▶ _Text excerpt_:
In other words, is there a manifold $M$ with almost complex structure $J$, symplectic structure $\omega$ and Riemannian metric $g(X,Y)=\omega(JX,Y)$ but $J$ is not integrable?
If $\omega$ is a non-degenerate two-form on $M$ (not necessarily closed), then there exists an almost complex structure $J$ such that $g(X, Y) := \omega(X, JY)$ is a Riemannian metric compatible with the almost complex structure (i.e. $g(JX, JY) = g(X, Y)$); see Theorem $1.17$ of these notes. We say that such an almost complex structure is compatible with the symplectic form.
If in addition $\omega$ is closed (i.e. $\omega$ is a symplectic form), then we call $(M, \omega, J, g)$ an almost Kähler manifold. So rephrasing the above, we see that for any symplectic manifold, there is a compatible almost complex structure $J$ such that $(M, \omega, J, g)$ is an almost Kähler manifold. So the only difference between a symplectic manifold and an almost Kähler manifold is a choice of compatible almost complex structure (there are many).
Your question can now be rephrased as follows: is there an almost Kähler manifold $(M, \omega, J, g)$ such that $J$ is not integrable? The answer to this question is yes. In the paper Compact Parallelizable Four Dimensional Symplectic and Complex Manifolds by Fernández, Gotay, and Gray, the authors construct examples of compact four-dimensional manifolds which admit symplectic structures but no complex structures (in particular, any choice of almost complex structure compatible with a fixed symplectic form will not be integrable).

▶ _Complete the following_:
a – Copy the stretch of the passage on almost Kähler manifolds from "In other words, is" through "but $J$ is not integrable?" word for word.
b – Answer these questions from the passage on almost Kähler manifolds.
(i) What is an almost complex structure said to be when it makes $g$ a Riemannian metric compatible with it?
(ii) What is $(M, \omega, J, g)$ called when $\omega$ is also closed?
(iii) What is the dimension of the compact manifolds built in the paper by Fernández, Gotay, and Gray?
c – Continue the passage on almost Kähler manifolds from its last sentence onward.

▶ _Provided records_:
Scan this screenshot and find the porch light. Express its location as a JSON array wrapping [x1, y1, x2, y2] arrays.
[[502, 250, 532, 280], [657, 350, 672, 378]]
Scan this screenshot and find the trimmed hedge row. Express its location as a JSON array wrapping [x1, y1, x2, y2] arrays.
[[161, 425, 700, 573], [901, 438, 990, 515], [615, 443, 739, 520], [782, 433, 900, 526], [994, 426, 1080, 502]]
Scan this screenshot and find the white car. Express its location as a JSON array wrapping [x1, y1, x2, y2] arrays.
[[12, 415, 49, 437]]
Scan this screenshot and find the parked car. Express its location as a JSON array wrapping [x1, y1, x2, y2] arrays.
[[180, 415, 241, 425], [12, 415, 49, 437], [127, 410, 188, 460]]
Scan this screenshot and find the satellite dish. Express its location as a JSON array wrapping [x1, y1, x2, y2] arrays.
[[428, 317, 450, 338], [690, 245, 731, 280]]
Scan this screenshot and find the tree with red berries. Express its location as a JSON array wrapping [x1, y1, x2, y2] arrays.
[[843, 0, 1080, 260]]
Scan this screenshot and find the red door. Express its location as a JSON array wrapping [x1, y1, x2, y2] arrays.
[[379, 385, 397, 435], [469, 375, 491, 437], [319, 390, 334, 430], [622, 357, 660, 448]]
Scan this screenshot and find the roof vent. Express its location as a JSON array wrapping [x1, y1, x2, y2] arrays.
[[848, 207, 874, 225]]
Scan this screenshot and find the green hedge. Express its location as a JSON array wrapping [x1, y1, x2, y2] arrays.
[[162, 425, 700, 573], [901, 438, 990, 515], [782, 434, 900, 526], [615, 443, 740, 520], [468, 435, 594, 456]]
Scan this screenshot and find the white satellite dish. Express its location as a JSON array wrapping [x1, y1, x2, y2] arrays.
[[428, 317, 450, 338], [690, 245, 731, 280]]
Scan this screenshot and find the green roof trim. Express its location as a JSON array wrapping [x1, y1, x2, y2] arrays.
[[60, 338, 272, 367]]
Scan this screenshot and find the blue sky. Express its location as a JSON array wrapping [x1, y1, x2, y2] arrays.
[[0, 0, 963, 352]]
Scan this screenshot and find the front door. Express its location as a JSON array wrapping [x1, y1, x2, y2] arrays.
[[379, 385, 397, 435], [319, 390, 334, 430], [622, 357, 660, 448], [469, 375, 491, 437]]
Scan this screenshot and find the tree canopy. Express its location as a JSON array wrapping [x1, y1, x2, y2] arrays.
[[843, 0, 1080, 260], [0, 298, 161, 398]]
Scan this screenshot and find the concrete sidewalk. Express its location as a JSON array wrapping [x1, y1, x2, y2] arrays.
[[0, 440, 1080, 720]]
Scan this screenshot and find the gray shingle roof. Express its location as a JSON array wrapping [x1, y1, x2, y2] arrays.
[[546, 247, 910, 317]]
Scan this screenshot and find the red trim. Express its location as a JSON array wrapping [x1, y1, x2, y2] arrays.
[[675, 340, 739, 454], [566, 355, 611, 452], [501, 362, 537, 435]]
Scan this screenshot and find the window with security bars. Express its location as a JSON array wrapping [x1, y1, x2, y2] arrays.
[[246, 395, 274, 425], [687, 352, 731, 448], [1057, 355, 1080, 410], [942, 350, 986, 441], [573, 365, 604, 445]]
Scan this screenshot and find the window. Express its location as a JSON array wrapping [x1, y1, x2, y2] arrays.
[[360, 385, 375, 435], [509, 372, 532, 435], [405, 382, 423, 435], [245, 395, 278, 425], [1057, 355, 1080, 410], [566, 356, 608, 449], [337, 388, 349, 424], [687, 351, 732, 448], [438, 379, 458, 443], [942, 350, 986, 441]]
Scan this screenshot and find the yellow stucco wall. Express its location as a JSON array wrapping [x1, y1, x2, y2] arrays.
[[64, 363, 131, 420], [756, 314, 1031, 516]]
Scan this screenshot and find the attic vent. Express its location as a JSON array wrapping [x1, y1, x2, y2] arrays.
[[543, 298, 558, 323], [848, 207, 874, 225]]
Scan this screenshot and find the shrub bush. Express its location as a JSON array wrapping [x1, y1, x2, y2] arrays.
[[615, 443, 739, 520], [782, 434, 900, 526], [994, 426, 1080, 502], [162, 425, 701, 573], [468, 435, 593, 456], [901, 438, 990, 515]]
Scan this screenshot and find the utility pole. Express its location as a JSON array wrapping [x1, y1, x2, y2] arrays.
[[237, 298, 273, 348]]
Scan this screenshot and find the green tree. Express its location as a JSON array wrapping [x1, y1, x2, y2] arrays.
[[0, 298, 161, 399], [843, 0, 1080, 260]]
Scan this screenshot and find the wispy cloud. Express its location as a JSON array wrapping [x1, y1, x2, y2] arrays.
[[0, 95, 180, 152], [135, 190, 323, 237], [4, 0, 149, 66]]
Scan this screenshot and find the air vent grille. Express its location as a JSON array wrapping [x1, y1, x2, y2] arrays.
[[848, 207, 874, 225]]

▶ _Answers to the exercise_:
a –
In other words, is there a manifold $M$ with almost complex structure $J$, symplectic structure $\omega$ and Riemannian metric $g(X,Y)=\omega(JX,Y)$ but $J$ is not integrable?

b –
(i) Compatible with the symplectic form.
(ii) An almost Kähler manifold.
(iii) Four.

c –
In conclusion, the answer to your initial question is no, the integrability condition on the almost complex structure is not redundant in the definition of Kähler manifolds.
Although not necessary to answer the question, you may be interested in the following.
If $\omega(X, Y) = g(JX, Y)$, then "$\nabla J = d\omega\oplus N_J$" where $\nabla$ is the Levi-Civita connection with respect to $g$, and $N_J$ is the Nijenhuis tensor of $J$. The quotation marks are used to indicate this is not a literal equation, but rather a description of a relationship between the quantities involved. More precisely, $\nabla J = 0$ if and only if $d\omega = 0$ and $N_J = 0$. In particular, on an almost Kähler manifold, $J$ is integrable if and only if it is covariantly constant.